» Document passage
----------

Friday, 4 October 2013

Tortoise SVN Pre-commit hooks: Hook yourself to safety

Writing something after a long time, well; not that much long but relatively long I should say. This has been a fantastic week for me, both footballistically and technically. Footballistically, Arsenal won back to back matches this week. In the match played in midweek, they showed some scintillating football. It contained crisp passing, swift movements, darting runs, insane finish and gorgeous understanding between the players. It was like watching porn on a football pitch. Reaction of Arsène Wenger (manager) after the first goal was priceless! Let me tell you, he deserves each and every bit of it. The efforts he put in to create such team were immense. He created the whole empire right from the scratch and now he is enjoying the fruits. What a guy he is! The talent he is having is unparalled. (*deviating from topic alarm*) Let me come out of this fantasy and start discussing what I am here to discuss about. Change of topic is good sometimes by the way.

I said this has been a good week for me technically also. I developed a solution for a very specific and rare problem but it was very useful. Let me provide a preface first.

We are using Tortoise SVN as a version control tool. The repository resides at client side. Hence, whenever you commit something to the branch, it directly goes overseas and clients can see the changes. We are using JUnit framework for unit testing and hence, test classes also go overseas. In test classes, generally we have many crap things termed as ‘test data’. Those things include database urls, passwords, file paths, encryption keys etc. Before sending these classes overseas, we have to clear all these data.

In English, there is an idiom which says, ‘To err is human’. All the members working in my team are humans (FYI!). Well, not sure about one or two (including myself) but rest all are humans. Hence, we often forget to delete those test data before committing the files. In last week, for the umpteenth time, we received an email from client saying that our classes contained sensitive data and all. It was a typical client escalation. They said that in spite of saying the same 12672 times, they were still seeing sensitive data being committed. This spurred flurry of meetings and discussions on our side and we decided to introduce something which would prevent a developer from committing the file if it contains any sensitive information. 

I googled a lot about this and found an approach to prevent this. Tortoise SVN provides the facility to run our own scripts on various events like Pre Commit, Post Commit, Pre Update, Post Update etc. The most suitable event for me was pre commit event. What I did was; I created a java program which would search for particular text in each and every file which is being committed. It would throw an exception if a match is found which would make the commit process stop. These scripts are called hook scripts. There are 2 types of hooks: Server side hooks and client side hooks. Server side hooks are installed on server and they would work for all the commits whereas client side hooks need to be installed on each and every client machine. We did not have SVN server hence server side hooks were not of any use for us. We then decided to go with client side hooks.

Let me explain you how SVN works. When we check the checkboxes against file names and click on commit, SVN creates a .tmp file in Temp folder of user (considering windows machine). This file contains multiple lines. Each and every line of this .tmp file is full path of file which is being committed (i.e. if 4 files are being committed then .tmp will have 4 lines). SVN also supplies the path of .tmp file to hook script (there are other arguments also which are passed but we don’t require those). So, the script I wrote used to read this file line by line then, read the file present at that path. If it encountered any keyword (like password etc) then it threw exception resulting in failure in commit process. I created a batch script (.bat file) which called jar file (containing my code). Following are the steps to attach a hook script:

  • Open Settings window of tortoise SVN and go to hook scripts as shown in the image below:
  • Click on ‘Hook Scripts’. It will open hook scripts menu as shown below:

  • In Hook Type, select pre commit.

----------

» Instruction a
Rewrite as a numbered list the records below, from the line containing "Mark one point on each instance of the snow-covered" through the line containing "Target: snow-covered fallen log", inclusive, leaving out any blank lines.

» Supplied information
----------

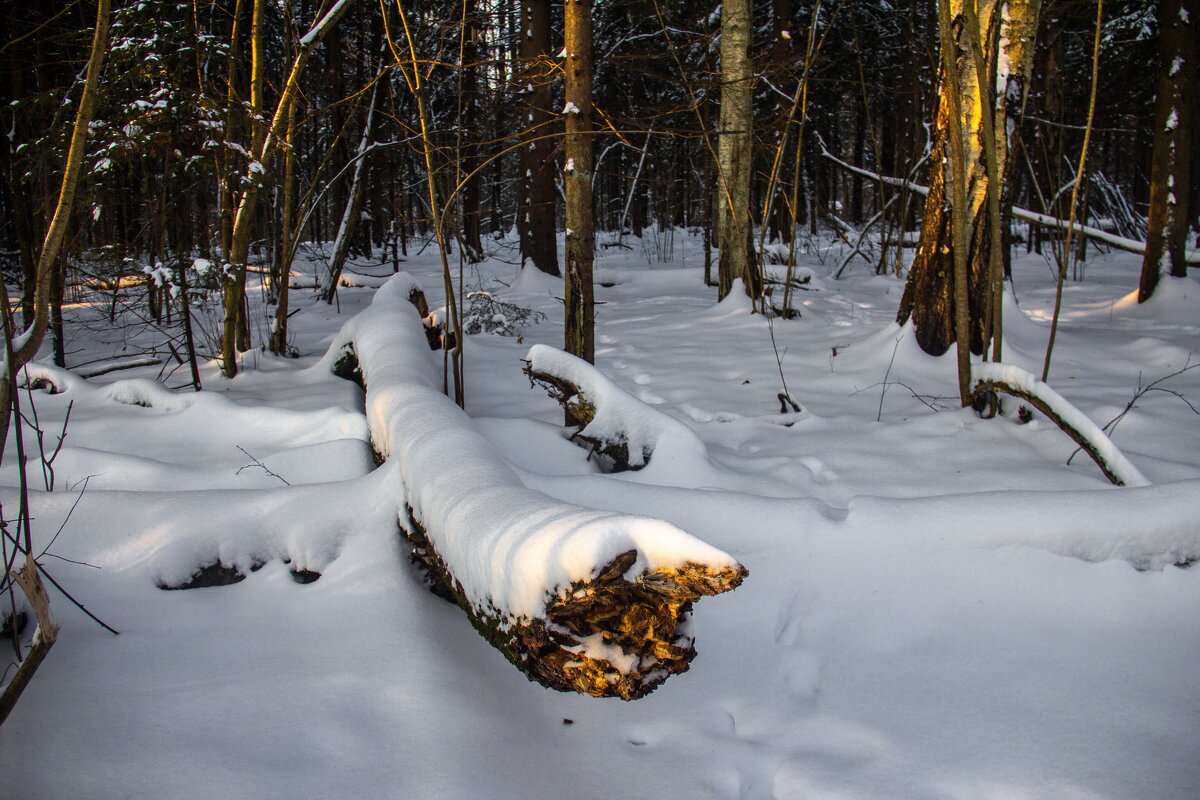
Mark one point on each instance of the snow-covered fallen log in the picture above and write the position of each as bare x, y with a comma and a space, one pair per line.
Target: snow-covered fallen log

----------

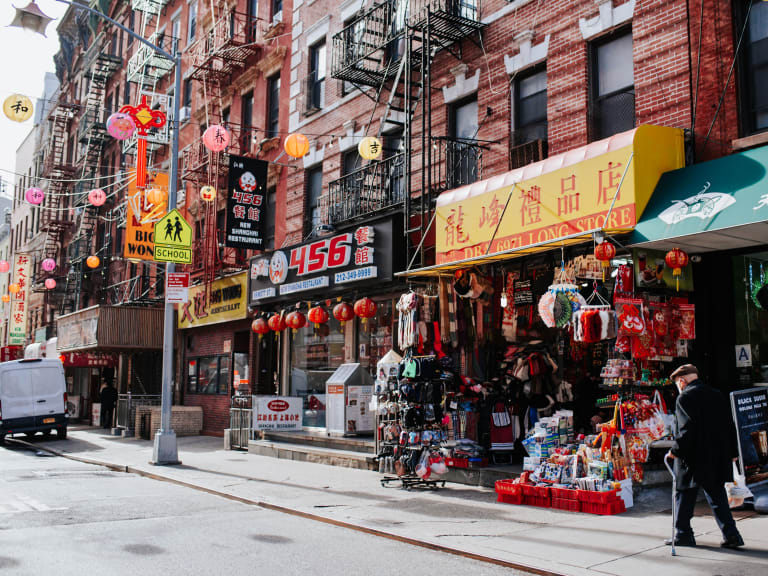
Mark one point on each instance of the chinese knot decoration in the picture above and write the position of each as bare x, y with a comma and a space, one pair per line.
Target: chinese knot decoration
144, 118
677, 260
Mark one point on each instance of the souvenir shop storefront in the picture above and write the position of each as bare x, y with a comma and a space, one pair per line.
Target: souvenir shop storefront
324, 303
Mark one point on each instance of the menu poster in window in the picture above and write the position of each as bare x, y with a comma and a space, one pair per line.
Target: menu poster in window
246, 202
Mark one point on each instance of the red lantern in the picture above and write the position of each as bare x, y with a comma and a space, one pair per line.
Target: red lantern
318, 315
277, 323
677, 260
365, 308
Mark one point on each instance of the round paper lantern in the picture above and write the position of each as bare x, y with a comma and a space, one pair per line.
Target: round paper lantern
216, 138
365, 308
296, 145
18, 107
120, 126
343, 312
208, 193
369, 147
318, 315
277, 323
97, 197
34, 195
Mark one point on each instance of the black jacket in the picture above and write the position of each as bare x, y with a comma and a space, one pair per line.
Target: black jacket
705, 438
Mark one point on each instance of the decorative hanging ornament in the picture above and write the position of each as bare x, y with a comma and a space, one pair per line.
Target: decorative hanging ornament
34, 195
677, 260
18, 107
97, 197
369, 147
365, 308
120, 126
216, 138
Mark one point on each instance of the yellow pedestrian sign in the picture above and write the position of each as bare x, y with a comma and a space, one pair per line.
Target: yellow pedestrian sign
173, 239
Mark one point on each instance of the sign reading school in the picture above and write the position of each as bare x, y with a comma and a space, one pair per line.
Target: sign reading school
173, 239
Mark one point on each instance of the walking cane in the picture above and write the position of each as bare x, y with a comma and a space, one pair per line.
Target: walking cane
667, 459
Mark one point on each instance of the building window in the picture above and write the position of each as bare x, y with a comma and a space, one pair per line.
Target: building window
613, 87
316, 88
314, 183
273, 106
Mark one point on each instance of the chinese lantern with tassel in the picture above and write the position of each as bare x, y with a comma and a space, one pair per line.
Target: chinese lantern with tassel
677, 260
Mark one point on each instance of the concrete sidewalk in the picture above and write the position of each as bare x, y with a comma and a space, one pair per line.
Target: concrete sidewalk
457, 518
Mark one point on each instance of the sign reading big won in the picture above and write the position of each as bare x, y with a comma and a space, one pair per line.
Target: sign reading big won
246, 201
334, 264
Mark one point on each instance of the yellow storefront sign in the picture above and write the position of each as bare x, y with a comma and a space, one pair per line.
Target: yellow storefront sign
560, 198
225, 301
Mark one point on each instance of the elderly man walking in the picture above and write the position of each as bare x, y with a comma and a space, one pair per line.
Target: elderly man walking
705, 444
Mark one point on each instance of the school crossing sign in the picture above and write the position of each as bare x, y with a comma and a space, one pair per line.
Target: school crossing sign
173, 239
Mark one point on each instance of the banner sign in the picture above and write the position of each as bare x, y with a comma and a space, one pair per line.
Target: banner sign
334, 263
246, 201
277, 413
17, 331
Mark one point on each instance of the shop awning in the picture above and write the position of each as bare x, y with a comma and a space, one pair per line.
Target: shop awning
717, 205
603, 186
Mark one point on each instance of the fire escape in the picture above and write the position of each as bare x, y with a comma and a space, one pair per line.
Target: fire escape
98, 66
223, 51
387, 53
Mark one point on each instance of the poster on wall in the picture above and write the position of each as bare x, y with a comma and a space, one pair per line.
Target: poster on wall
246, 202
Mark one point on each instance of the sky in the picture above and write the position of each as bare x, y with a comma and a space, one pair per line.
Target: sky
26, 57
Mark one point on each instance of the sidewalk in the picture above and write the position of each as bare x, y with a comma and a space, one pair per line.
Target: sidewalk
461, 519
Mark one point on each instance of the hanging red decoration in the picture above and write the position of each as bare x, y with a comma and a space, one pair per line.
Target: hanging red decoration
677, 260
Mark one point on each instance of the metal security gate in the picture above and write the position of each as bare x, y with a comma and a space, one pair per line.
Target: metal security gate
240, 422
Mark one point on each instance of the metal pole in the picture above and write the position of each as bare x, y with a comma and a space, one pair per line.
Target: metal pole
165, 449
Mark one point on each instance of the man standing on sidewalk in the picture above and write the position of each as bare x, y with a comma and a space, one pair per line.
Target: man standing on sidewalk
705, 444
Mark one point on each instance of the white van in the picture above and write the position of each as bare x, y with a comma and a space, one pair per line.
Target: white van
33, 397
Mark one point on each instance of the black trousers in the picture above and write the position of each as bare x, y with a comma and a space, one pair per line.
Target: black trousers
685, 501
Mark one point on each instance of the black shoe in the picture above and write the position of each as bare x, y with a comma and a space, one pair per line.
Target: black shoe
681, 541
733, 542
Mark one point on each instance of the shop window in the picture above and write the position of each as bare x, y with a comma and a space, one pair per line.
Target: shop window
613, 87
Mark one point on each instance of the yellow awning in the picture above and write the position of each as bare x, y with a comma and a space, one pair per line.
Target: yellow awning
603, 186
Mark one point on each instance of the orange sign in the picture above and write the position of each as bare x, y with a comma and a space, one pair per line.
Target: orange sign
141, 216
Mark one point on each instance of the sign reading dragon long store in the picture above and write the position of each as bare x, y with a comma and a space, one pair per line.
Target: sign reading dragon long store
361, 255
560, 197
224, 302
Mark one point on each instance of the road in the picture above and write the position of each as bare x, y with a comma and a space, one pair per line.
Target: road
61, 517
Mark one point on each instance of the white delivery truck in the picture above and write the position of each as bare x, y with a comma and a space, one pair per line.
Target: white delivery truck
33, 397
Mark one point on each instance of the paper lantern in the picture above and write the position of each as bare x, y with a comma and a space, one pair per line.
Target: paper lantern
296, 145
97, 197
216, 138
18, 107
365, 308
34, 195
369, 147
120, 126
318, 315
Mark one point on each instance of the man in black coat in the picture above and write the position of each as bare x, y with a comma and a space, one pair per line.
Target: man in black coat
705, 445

----------

» Instruction b
Answer the following questions from the post on Tortoise SVN pre-commit hooks:
(i) Which framework does the team use for unit testing?
(ii) What kind of file does SVN create in the user's Temp folder when a commit is started?
(iii) Why were server side hooks of no use to the team?

» Written response a
1. Mark one point on each instance of the snow-covered fallen log in the picture above and write the position of each as bare x, y with a comma and a space, one pair per line.
2. Target: snow-covered fallen log

» Written response b
(i) The JUnit framework.
(ii) A .tmp file, each line of which is the full path of a file being committed.
(iii) The team did not have an SVN server.